Task instructions
1. Translate this sentence from the protocol notes below into German: "Then a separate stream of SQ_BLOB tags arrives between SQ_TUPLE messages, carrying the actual bytes."
2. Decide whether each statement agrees with the protocol notes below, answering yes or no and quoting the words of the notes that settle it. (a) The end-of-blob marker is an SQ_BLOB with a length of zero. (b) SQ_BBIND is sent with tag 39. (c) The implementation is estimated to take a single day.

Extract to read
--------------------------------------------------

2. **SQ_BBIND** (tag 41): `[short tag=41][short blob_count]` — the count of BYTE/TEXT params being streamed.
3. **For each BYTE/TEXT param**: stream of `SQ_BLOB` (tag 39) chunks: `[short tag=39][short length][padded data]`. Chunks max out at 1024 bytes per `sendStreamBlob`.
4. **End-of-blob marker**: a final `SQ_BLOB` with `[short tag=39][short length=0]`.
5. Then SQ_EXECUTE proceeds normally.
**Decoder side**: rows containing BYTE/TEXT have a 56-byte descriptor in the SQ_TUPLE payload (per `IfxRowColumn.loadColumnData` switch case for type 11/12 reading 56 bytes). Then a separate stream of SQ_BLOB tags arrives **between** SQ_TUPLE messages, carrying the actual bytes.
**Estimated implementation cost**: substantial. Cursor state machine needs to:
- Detect `bytes`/`str`-meant-as-TEXT params and route them through SQ_BBIND after SQ_BIND
- Send the 56-byte descriptor as the inline placeholder
- Stream chunks ≤1024 bytes each
- On the read path, parse SQ_BLOB tags between SQ_TUPLE messages and reassemble per-column
This is a multi-day effort and warrants its own phase, **Phase 7+**.

--------------------------------------------------

Dataset
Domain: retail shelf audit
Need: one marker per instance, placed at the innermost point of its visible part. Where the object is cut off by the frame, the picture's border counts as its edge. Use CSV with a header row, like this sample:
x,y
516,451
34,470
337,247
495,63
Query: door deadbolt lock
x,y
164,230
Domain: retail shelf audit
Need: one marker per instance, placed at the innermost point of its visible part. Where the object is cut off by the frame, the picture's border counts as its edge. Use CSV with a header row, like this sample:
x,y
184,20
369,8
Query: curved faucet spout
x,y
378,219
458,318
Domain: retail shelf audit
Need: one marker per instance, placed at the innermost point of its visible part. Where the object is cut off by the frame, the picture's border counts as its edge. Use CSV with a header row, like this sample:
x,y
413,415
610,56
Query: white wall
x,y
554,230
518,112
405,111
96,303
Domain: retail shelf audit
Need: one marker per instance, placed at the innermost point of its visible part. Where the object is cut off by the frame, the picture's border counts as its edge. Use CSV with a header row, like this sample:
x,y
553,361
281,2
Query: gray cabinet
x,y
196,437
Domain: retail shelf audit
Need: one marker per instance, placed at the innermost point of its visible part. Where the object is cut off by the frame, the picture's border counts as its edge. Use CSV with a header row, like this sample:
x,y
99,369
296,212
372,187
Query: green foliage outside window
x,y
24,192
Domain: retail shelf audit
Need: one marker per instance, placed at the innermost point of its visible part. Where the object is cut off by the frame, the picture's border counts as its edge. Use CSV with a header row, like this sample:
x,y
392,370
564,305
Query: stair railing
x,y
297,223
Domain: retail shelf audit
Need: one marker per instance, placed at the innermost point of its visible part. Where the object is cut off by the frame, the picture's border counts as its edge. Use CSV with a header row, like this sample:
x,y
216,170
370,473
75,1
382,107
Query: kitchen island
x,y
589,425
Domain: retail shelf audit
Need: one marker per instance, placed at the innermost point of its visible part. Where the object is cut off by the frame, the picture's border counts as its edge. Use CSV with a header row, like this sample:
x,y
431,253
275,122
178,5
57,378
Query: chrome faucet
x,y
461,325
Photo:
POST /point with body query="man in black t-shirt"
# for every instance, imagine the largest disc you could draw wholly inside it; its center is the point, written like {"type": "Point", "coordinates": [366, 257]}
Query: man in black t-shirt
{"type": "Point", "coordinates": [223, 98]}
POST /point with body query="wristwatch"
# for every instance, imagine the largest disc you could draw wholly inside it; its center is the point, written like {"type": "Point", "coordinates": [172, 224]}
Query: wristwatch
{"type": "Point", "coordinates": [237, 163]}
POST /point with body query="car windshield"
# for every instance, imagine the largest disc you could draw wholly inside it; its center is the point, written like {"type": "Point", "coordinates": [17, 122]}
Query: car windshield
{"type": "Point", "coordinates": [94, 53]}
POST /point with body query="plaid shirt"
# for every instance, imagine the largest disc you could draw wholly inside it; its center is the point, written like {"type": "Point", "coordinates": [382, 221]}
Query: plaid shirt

--------------------------------------------------

Expected responses
1. Anschließend trifft zwischen den SQ_TUPLE-Nachrichten ein separater Strom von SQ_BLOB-Tags ein, der die eigentlichen Bytes überträgt.

2.
(a) Yes: "a final `SQ_BLOB` with `[short tag=39][short length=0]`"
(b) No: "`[short tag=41][short blob_count]`"
(c) No: "This is a multi-day effort"